--- START ---

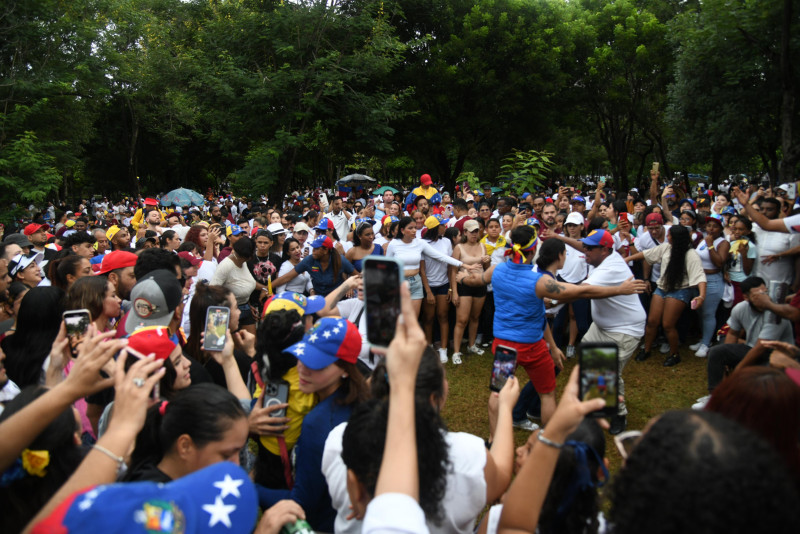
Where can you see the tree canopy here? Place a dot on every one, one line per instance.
(119, 97)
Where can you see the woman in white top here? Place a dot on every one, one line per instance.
(437, 286)
(408, 249)
(234, 275)
(713, 252)
(292, 254)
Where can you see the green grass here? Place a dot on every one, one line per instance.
(650, 389)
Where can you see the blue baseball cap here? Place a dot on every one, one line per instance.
(330, 339)
(599, 238)
(219, 498)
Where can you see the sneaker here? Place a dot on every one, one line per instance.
(618, 424)
(474, 349)
(701, 403)
(526, 424)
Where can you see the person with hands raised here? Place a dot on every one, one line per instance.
(522, 506)
(106, 460)
(395, 507)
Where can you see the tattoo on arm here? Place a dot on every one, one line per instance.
(552, 286)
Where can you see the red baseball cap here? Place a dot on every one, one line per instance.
(119, 259)
(33, 228)
(194, 260)
(599, 238)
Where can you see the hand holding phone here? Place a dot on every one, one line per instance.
(76, 323)
(217, 318)
(382, 277)
(599, 376)
(504, 366)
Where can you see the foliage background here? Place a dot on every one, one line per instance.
(263, 96)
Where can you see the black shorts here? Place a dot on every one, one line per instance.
(471, 291)
(440, 290)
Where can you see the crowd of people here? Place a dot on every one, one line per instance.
(234, 333)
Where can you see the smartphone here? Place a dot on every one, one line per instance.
(276, 393)
(382, 279)
(599, 375)
(505, 363)
(77, 324)
(217, 318)
(132, 356)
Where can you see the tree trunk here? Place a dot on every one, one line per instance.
(790, 148)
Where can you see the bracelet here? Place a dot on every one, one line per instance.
(121, 467)
(549, 442)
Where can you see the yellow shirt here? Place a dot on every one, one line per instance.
(299, 405)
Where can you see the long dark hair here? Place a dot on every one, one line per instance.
(204, 412)
(721, 476)
(365, 435)
(676, 269)
(279, 330)
(24, 497)
(286, 245)
(579, 515)
(38, 323)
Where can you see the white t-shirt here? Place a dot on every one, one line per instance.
(436, 271)
(574, 270)
(622, 314)
(301, 283)
(645, 242)
(770, 243)
(464, 499)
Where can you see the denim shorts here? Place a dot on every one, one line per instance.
(685, 295)
(415, 285)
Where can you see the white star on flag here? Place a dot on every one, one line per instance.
(229, 486)
(220, 512)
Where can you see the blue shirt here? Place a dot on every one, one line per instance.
(518, 313)
(310, 488)
(323, 281)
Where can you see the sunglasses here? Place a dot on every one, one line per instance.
(627, 441)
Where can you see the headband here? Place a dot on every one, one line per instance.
(517, 252)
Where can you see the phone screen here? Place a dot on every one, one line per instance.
(599, 363)
(505, 363)
(77, 324)
(217, 318)
(381, 298)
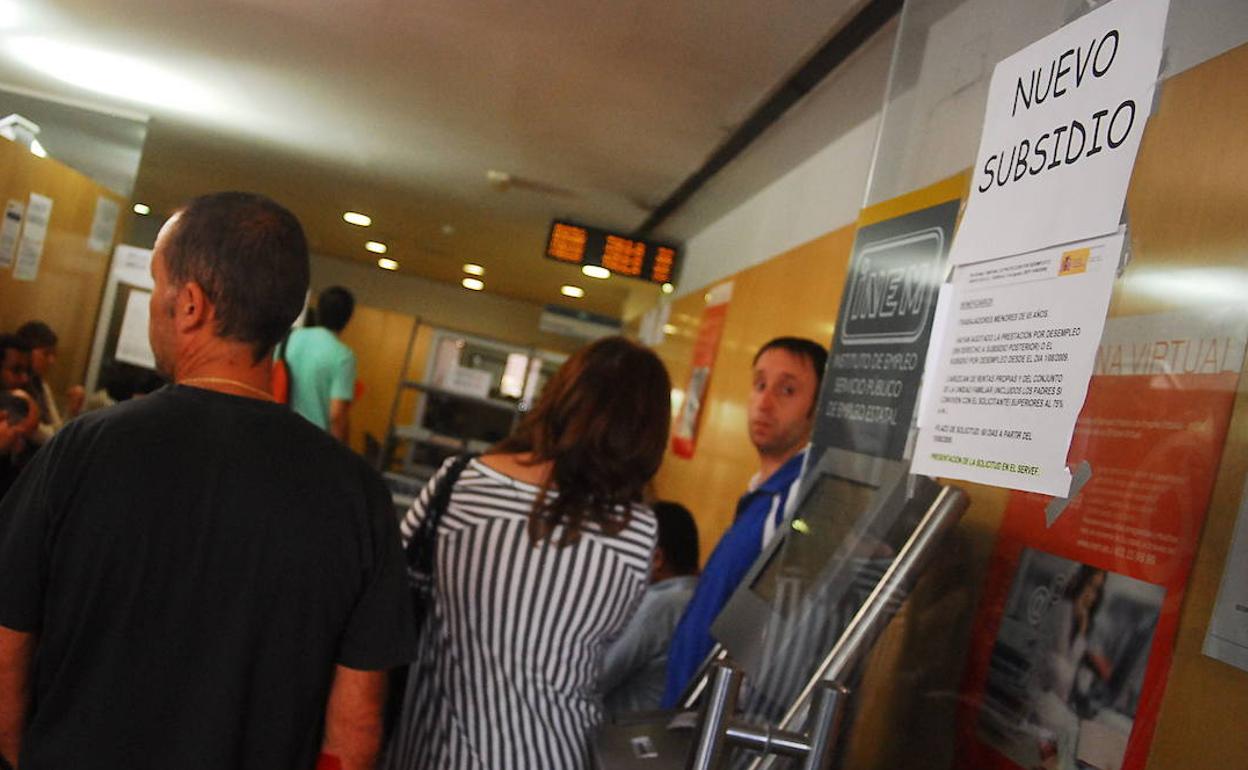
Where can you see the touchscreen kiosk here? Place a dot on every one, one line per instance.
(854, 514)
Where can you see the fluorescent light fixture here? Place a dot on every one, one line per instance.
(119, 75)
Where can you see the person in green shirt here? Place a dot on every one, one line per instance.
(322, 370)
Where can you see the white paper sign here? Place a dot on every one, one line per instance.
(1227, 638)
(132, 343)
(9, 231)
(104, 225)
(30, 246)
(132, 265)
(1012, 372)
(469, 382)
(1061, 131)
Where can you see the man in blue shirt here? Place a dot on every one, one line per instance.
(781, 413)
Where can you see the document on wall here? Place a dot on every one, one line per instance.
(104, 225)
(132, 343)
(1014, 365)
(1227, 638)
(132, 265)
(30, 246)
(9, 231)
(1061, 130)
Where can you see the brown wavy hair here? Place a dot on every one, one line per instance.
(603, 419)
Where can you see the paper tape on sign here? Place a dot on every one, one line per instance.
(1062, 126)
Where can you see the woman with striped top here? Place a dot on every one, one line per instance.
(542, 555)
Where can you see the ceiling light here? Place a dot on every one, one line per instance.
(112, 74)
(10, 15)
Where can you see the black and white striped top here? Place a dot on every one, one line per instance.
(507, 670)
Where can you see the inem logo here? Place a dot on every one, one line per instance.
(891, 288)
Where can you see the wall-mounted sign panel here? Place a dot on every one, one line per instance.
(622, 255)
(872, 376)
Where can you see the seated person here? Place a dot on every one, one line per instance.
(18, 409)
(637, 663)
(781, 414)
(41, 341)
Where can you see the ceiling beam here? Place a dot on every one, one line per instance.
(839, 48)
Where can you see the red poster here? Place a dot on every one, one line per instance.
(684, 436)
(1076, 627)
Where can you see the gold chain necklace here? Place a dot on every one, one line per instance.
(260, 393)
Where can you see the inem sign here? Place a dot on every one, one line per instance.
(891, 288)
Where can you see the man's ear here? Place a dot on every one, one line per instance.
(191, 308)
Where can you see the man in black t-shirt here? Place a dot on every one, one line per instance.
(201, 579)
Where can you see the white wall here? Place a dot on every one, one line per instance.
(821, 192)
(441, 305)
(946, 54)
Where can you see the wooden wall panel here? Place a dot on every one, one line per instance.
(1188, 207)
(68, 291)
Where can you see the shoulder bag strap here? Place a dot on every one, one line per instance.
(422, 549)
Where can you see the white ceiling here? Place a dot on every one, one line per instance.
(398, 109)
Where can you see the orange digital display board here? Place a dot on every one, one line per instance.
(622, 255)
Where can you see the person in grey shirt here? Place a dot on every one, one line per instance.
(637, 663)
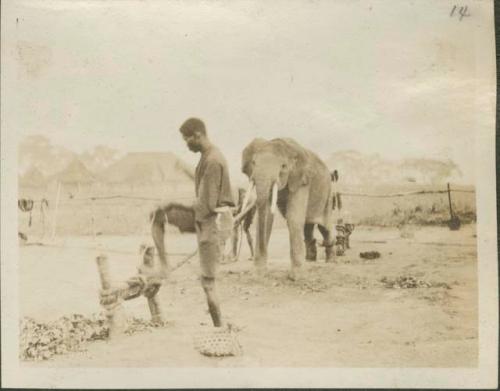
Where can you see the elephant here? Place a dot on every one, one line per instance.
(293, 179)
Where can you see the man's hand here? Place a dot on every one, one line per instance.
(109, 297)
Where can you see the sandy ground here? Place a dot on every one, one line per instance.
(340, 315)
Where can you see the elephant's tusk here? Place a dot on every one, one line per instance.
(274, 198)
(250, 188)
(243, 212)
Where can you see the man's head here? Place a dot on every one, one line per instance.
(194, 134)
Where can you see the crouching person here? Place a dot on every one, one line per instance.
(213, 196)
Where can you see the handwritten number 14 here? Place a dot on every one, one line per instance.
(462, 12)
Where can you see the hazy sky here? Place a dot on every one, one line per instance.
(398, 78)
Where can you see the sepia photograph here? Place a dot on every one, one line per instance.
(248, 193)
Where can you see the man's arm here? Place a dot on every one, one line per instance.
(211, 185)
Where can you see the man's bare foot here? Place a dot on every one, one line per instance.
(295, 274)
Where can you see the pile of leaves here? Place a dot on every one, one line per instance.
(41, 341)
(410, 282)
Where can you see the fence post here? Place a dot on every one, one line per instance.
(454, 223)
(54, 220)
(92, 222)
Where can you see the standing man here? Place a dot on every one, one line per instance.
(213, 192)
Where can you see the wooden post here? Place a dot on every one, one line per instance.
(454, 223)
(92, 218)
(154, 308)
(449, 201)
(114, 317)
(54, 220)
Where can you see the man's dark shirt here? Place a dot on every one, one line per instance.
(212, 185)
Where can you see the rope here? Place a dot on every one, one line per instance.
(93, 248)
(405, 194)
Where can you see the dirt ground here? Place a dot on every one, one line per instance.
(340, 315)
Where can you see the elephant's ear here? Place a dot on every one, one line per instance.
(248, 153)
(301, 174)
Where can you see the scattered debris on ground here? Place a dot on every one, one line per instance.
(409, 282)
(40, 341)
(370, 255)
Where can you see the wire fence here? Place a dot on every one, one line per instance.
(124, 214)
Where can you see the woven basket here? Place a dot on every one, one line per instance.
(217, 343)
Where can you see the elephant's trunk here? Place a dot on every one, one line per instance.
(267, 195)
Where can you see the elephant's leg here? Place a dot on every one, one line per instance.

--- END ---

What you need to do
From the first line to the last, reproduce the listing above exactly, leaving the pictures out.

Task result
Where can you see the tree canopy here? Place a dot on every one, one line per instance.
(119, 97)
Where can you see the woman in white top here? Place a dot on every one, one line per instance.
(437, 286)
(408, 249)
(234, 275)
(713, 252)
(292, 254)
Where can you see the green grass here? Place a dot on every one, one line per instance.
(650, 389)
Where can you see the blue baseball cap here? Place a dot on every one, one line per instance.
(330, 339)
(599, 238)
(219, 498)
Where can you see the sneaker here? Place a dot on every one, one line per instance.
(618, 424)
(474, 349)
(701, 403)
(526, 424)
Where can you see the person with hands raised here? Place a dot on every one, one line per instance.
(522, 506)
(106, 460)
(395, 507)
Where can you see the tattoo on arm here? Place a dot on every one, one line per instance.
(552, 286)
Where can you see the red baseball cap here? Place a dot on every one, one line per instance.
(119, 259)
(33, 228)
(194, 260)
(599, 238)
Where can you see the hand holding phone here? Place a dot on every one, one line per instance.
(76, 323)
(217, 318)
(382, 277)
(599, 376)
(504, 366)
Where can you see the foliage background here? Place a dot on every one, one line per instance.
(263, 96)
Where can you see the black shorts here? Place a dot on every one, one line per instance.
(471, 291)
(440, 290)
Where can you see the crowd of people here? Place a dot on every one, one line per instance.
(234, 333)
Where can you see the smartphone here? Place a dot on every one, one line per instance.
(276, 393)
(382, 279)
(599, 375)
(505, 363)
(77, 324)
(217, 318)
(132, 356)
Where can you see the tree trunk here? Place a dot on every one, one line per instance.
(790, 148)
Where can you see the bracelet here? Place a dot on every one, one line per instance.
(121, 467)
(549, 442)
Where can you see the yellow shirt here? Place a dot on every one, one line per instance.
(299, 405)
Where can you see the long dark hair here? Place a dot on every one, one line per instance.
(204, 412)
(721, 476)
(365, 435)
(676, 269)
(279, 330)
(24, 497)
(286, 245)
(579, 515)
(38, 323)
Where can you see the white t-shirt here? Place a dot on every one, one line per instance.
(436, 271)
(574, 270)
(622, 314)
(301, 283)
(645, 242)
(770, 243)
(464, 499)
Where can you see the denim shorts here? Place a dot on every one, one line per instance.
(685, 295)
(415, 285)
Where can you see the white star on flag here? Place a dot on every one, one line per instance.
(229, 486)
(220, 512)
Where can you see the blue shirt here? Place a dot on every one, one line per instance.
(518, 313)
(310, 488)
(323, 281)
Where can you see the sunglasses here? Place a dot on every one, one line per instance.
(627, 441)
Where can you see the headband here? Place a dot on every one, one line per instance.
(517, 252)
Where can you see the phone screen here? Place a dot on every one, one line per instance.
(599, 363)
(505, 363)
(77, 324)
(217, 318)
(381, 298)
Where can you see the touchscreen kiosk here? Place a dot on every one, one line per instance.
(854, 514)
Where can you see the fluorescent light fixture here? Place a dot on every one, one line per instance.
(119, 75)
Where can you see the person in green shirt here? Place a dot on every one, one line per instance.
(322, 370)
Where can you see the white paper sign here? Place a dot on every one, one line per instance.
(1227, 638)
(132, 343)
(9, 231)
(104, 225)
(30, 246)
(132, 265)
(1012, 372)
(469, 382)
(1061, 131)
Where can you see the man in blue shirt here? Place a dot on every one, one line per instance.
(781, 413)
Where can you see the document on wall here? Place a dot on every one, one line per instance.
(104, 225)
(132, 343)
(1014, 365)
(1227, 638)
(132, 265)
(30, 246)
(9, 231)
(1061, 130)
Where can you see the brown wavy hair here? Place a dot on every one, one line per instance.
(603, 419)
Where can you see the paper tape on sign here? Place a dot on every one, one line per instance.
(1062, 126)
Where can you see the woman with striped top here? Place a dot on every one, one line per instance.
(542, 555)
Where can you see the ceiling light here? Place a dot on every one, one line per instance.
(112, 74)
(10, 15)
Where can you see the black and white striped top here? Place a dot on every one, one line per instance.
(507, 670)
Where can you see the inem logo here? Place a dot on every one, one line per instance.
(891, 288)
Where can you see the wall-mounted sign panel here? Place a dot on every one, one line per instance.
(622, 255)
(872, 376)
Where can you see the seated person here? Place a dot on every one, one line per instance.
(18, 409)
(637, 663)
(781, 414)
(41, 341)
Where can you see the ceiling beam here? Place a dot on every one, one line per instance.
(839, 48)
Where can you see the red poster here? Place a dot on every one, one line per instance.
(684, 436)
(1076, 627)
Where can you see the gold chain necklace here? Place a dot on every one, one line per instance.
(260, 393)
Where can you see the inem sign here? Place a dot on every one, one line per instance.
(891, 288)
Where can you see the man's ear here? Place a dot on every one, one line per instance.
(191, 308)
Where can you see the man in black t-shirt here? Place a dot on every one, one line per instance.
(201, 579)
Where can you see the white wall here? Place a dot on every one, one line per instance.
(821, 192)
(441, 305)
(946, 54)
Where can you see the wooden wall panel here? Place a dot on every one, one line per instance.
(1188, 207)
(68, 291)
Where can you see the shoulder bag strap here? Place a dot on every one, one line per instance.
(422, 549)
Where can you see the white ceiling here? Place a dot on every one, one line per instance.
(398, 109)
Where can you see the orange digital display board here? Place a dot on every one, one line per instance.
(622, 255)
Where can you see the person in grey shirt here? Place a dot on every one, one line per instance.
(637, 663)
Where can you see the elephant here? Place a dot on every one, one line per instance.
(293, 179)
Where can you see the man's hand here? Place a dot on every one, one line per instance.
(109, 297)
Where can you see the sandy ground here? Place a dot on every one, one line per instance.
(340, 315)
Where can you see the elephant's tusk here? Place a dot on every one, one line per instance.
(274, 198)
(250, 188)
(243, 212)
Where can you see the man's head here? Place a dot on every one, one line per instance.
(194, 134)
Where can you see the crouching person here? Place a dot on every one, one line per instance.
(213, 196)
Where can you see the handwritten number 14 here? Place a dot on every one, one line per instance.
(462, 12)
Where can you see the hazy sky here? Place a dot on every one, one line per instance.
(398, 78)
Where can you see the sepia photograph here? Place a dot on every one, one line per instance.
(248, 193)
Where can you see the man's arm here? Place a dot on every one, one line per instance.
(211, 185)
Where can you see the man's bare foot here? Place a dot on every one, one line per instance.
(295, 274)
Where can you see the pile of leaves here? Place a dot on every one, one line per instance.
(41, 341)
(410, 282)
Where can you see the fence post here? Place a dot on every one, one line per instance.
(454, 223)
(54, 220)
(92, 222)
Where can you see the standing man here? Place a dot on every one, one line per instance.
(213, 192)
Where can you see the wooden post here? Place a dot on every one, one line per instance.
(454, 223)
(92, 218)
(154, 308)
(449, 201)
(114, 317)
(54, 220)
Where can you see the man's dark shirt here? Place a dot on every one, one line per instance.
(212, 185)
Where can you see the rope here? Place a dot on every one, one line per instance.
(93, 248)
(405, 194)
Where can you see the dirt ground here? Place a dot on every one, one line per instance.
(340, 315)
Where can you see the elephant's ear here? Place a dot on every one, one line per instance.
(248, 153)
(301, 174)
Where can you see the scattered debris on ground here? Place a dot on every one, one line per instance.
(409, 282)
(40, 341)
(370, 255)
Where can you see the wire fence here? Place a dot on every one, one line per instance.
(124, 214)
Where can you see the woven basket here? Place a dot on every one, one line per instance.
(217, 343)
Where can you see the elephant's trunk here? Place a dot on every one, one line per instance.
(267, 195)
Where can you see the elephant's leg here? Place a dot on every one, one line per instance.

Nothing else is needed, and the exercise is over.